** begin RECORDS FOR PROCESSING **

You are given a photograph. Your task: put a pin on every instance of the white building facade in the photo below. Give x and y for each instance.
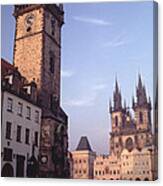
(20, 128)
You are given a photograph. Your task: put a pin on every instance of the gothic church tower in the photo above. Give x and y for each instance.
(37, 54)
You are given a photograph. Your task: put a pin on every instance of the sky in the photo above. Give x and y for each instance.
(100, 42)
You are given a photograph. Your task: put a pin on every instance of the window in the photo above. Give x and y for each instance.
(7, 154)
(37, 116)
(28, 112)
(52, 25)
(140, 117)
(107, 170)
(20, 109)
(9, 104)
(51, 63)
(36, 139)
(116, 121)
(27, 136)
(18, 137)
(8, 130)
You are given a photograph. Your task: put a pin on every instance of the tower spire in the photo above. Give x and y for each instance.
(117, 97)
(141, 93)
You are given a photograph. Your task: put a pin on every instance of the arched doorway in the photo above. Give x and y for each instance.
(7, 170)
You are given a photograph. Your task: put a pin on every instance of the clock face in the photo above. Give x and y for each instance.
(29, 20)
(129, 144)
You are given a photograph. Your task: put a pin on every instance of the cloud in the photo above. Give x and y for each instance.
(95, 21)
(87, 100)
(119, 40)
(80, 102)
(66, 73)
(99, 87)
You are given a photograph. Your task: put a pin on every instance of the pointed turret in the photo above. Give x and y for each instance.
(141, 93)
(117, 97)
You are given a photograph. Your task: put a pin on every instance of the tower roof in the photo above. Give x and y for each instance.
(84, 144)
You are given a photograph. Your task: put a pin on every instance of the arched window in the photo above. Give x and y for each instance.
(140, 117)
(116, 121)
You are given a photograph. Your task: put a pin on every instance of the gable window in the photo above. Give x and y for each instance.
(8, 130)
(20, 109)
(9, 104)
(18, 137)
(27, 136)
(28, 112)
(140, 117)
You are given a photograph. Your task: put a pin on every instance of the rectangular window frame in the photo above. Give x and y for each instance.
(27, 136)
(8, 130)
(9, 104)
(28, 113)
(20, 108)
(18, 133)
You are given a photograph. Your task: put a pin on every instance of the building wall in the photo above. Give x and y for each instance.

** end RECORDS FOR PROCESSING **

— EXERCISE REQUIREMENTS —
Can you rewrite the stretch of rows from the line containing "of the rectangular" through the end of the rows, keeping the request lines unchanged and shifting every x and y coordinate in the answers by -37?

— EXPECTED ANSWER —
You are given a photograph. Your task: put a pin on every instance of the rectangular window frame in the photo above. Give x and y for each instance.
(-10, 99)
(-29, 93)
(-28, 67)
(-9, 76)
(-17, 71)
(-19, 96)
You are given a photograph. Your task: put a pin on every instance of the building wall in the photo above. Give x and y for each instance.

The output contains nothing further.